#### [Stored data]

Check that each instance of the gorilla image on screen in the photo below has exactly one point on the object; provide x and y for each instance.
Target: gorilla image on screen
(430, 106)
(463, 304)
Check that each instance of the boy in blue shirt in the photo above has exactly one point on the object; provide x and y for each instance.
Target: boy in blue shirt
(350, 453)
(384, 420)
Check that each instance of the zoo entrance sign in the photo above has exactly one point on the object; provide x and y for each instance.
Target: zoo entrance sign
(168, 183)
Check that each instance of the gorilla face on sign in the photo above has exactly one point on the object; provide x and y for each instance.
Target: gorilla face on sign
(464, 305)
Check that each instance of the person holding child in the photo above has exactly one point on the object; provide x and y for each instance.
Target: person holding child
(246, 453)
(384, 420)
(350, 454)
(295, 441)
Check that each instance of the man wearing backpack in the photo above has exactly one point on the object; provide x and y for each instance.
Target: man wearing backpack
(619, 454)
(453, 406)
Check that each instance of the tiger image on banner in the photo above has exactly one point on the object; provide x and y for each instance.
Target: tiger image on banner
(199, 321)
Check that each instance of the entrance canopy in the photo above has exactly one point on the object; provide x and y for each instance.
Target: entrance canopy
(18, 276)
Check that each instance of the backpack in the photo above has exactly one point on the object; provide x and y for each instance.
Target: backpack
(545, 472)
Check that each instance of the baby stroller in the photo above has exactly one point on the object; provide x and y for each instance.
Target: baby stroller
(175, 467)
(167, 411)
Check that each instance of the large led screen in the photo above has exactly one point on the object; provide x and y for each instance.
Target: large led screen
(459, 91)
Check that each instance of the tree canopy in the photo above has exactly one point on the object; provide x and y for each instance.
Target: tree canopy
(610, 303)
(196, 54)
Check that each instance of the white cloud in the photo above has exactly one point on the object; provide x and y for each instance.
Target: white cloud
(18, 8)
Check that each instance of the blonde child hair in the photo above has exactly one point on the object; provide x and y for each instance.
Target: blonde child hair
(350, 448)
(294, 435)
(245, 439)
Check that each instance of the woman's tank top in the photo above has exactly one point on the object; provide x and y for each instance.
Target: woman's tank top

#### [What the task requires]
Can you copy every item above line for line, without changing a single word?

#### [Full response]
Check that each instance of the gorilla image on screen in the photo below has exactly one point on the object; provide x and y for each instance.
Target: gorilla image on screen
(430, 106)
(463, 304)
Check that each instance of the boy in blue shirt in the photo above has exactly one point on the object; provide x and y for each instance.
Target: boy in blue shirt
(350, 453)
(384, 420)
Check that each instance of the zoo entrance sign in the photo above has exactly one point on the object; provide x and y for each instance.
Target: zoo entrance sign
(168, 183)
Check that each instance of the gorilla face on sign in the photo above has exactly one point on the object; provide x and y for each instance.
Target: gorilla face on sign
(464, 305)
Check that each instance of the person holding child in the photo above has exactly one point on the object; provide x and y for each instance.
Target: person holding child
(246, 453)
(384, 420)
(350, 454)
(295, 441)
Check that each instance of the man wearing backpack in the photo above has exactly one point on the object; provide x and y for each instance.
Target: man wearing backpack
(619, 454)
(453, 406)
Check that each instance of the tiger image on banner in the photo above has exactly one point on the object; provide x and y for each instance.
Target: tiger image on banner
(199, 321)
Check that each instance of the entrance canopy in the photo above has exactly one point on the object; provide x and y for each instance.
Target: entrance canopy
(18, 276)
Check that each instance of the backpack in the photo above has exactly one point on the object; provide x and y for each instance.
Target: backpack
(545, 472)
Check that each instance of the baby stroller in the photo above has exactly one point on the object; provide x and y for each instance.
Target: baby stroller
(175, 467)
(167, 411)
Check that each instance of the large led screen in the photo above has exactly one point on the object; provide x and y for each instance.
Target: large led screen
(459, 91)
Check that each instance of the tree canopy in the photo above has exactly one point on the object; provide x and y for each instance.
Target: tree canopy
(610, 303)
(196, 54)
Check that each instance of the white cloud in the photo above has exactly one point on the object; provide x and y for each instance.
Target: white cloud
(18, 8)
Check that each instance of the blonde child hair in the photo above has exactly one point on the object; provide x and y for each instance.
Target: blonde child hair
(350, 448)
(294, 435)
(245, 439)
Check that each instance of the woman's tank top in the photo above has exactly one point on the object; provide x and y for each instance.
Target: woman's tank top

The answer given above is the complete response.